START Supplied entries

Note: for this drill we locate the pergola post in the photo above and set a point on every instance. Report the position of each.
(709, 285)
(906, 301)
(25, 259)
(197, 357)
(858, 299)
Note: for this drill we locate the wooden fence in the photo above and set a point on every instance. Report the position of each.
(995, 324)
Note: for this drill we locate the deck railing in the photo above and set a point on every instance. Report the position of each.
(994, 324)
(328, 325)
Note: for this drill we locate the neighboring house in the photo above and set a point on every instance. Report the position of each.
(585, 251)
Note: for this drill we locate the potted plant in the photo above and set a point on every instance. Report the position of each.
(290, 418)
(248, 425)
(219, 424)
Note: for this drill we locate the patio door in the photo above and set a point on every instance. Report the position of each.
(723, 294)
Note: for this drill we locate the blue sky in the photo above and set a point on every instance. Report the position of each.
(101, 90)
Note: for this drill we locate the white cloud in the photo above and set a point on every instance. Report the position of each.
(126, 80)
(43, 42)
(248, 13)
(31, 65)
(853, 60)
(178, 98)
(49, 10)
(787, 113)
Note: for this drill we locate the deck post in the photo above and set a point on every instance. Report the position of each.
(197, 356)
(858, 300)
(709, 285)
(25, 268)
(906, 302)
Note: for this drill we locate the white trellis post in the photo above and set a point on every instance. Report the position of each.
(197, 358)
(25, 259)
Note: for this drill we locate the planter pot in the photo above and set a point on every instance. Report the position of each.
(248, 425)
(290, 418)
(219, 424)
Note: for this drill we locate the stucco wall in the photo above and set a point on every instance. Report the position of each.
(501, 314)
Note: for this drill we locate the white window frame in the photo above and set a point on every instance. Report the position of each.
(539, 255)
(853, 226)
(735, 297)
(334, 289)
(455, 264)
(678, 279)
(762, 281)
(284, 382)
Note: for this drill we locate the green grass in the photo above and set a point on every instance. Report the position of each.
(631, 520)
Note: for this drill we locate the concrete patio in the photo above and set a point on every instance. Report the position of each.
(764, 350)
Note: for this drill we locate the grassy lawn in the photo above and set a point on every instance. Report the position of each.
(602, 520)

END Supplied entries

> **Exercise instructions**: Copy all data exactly, start to finish.

> **Solution to the exercise**:
Note: for this drill we locate the pergola post in the photo above and set a point on every instance. Report the position of each.
(709, 285)
(906, 301)
(25, 259)
(197, 357)
(858, 299)
Note: for this drill we locate the wooden fence in the photo above and set a point on every instance. Report the position of each.
(995, 324)
Note: for this drill we locate the deck railing in the photo above and set a point on every instance. Report the position of each.
(994, 324)
(328, 325)
Note: for this drill we locate the neighboring house in the photo above and set a point on every instance. Report the position of each.
(585, 251)
Note: for this drill we locate the potted plant in the photo above and set a point on every instance. Report the position of each.
(290, 418)
(248, 425)
(219, 424)
Note: for this drill we locate the patio door in the photo above and set a point on every instance. Report the position of each.
(723, 294)
Note: for this drill we locate the blue sky in the photo above and set a point on every instance. Report the position of each.
(101, 90)
Note: for this drill we locate the white cloud in the photo above and set a point on every instance. Report the position of each.
(126, 80)
(43, 42)
(248, 13)
(31, 65)
(853, 60)
(178, 98)
(49, 10)
(787, 113)
Note: for this drill we locate the deck post in the photo above and set a point on every instance. Report the position of each.
(197, 356)
(858, 300)
(709, 285)
(25, 268)
(906, 302)
Note: for this drill we locate the white trellis post in the photo above and set a point on every instance. Report the position of each.
(197, 358)
(25, 259)
Note: for this drill we locate the planter pot in the photo above and set a point on every instance. Report the position of each.
(248, 425)
(290, 418)
(219, 424)
Note: for this drill we locate the stucco wall in the photo above and set a point on every instance. Report the position of each.
(501, 314)
Note: for this drill we locate the white window frame in the photo above and set a point on every instance. Report the position of each.
(539, 255)
(853, 226)
(735, 297)
(334, 289)
(455, 264)
(678, 279)
(762, 281)
(284, 382)
Note: for this drill we locate the green grass in the photo above and set a point on every instance. Report the position of each.
(631, 520)
Note: for this drill we locate the concrete patio in the photo above and set a point on every instance. Report the position of each.
(764, 350)
Note: for this drill we locate the grassy lawn in the photo above and set a point on every instance. Report the position of each.
(602, 520)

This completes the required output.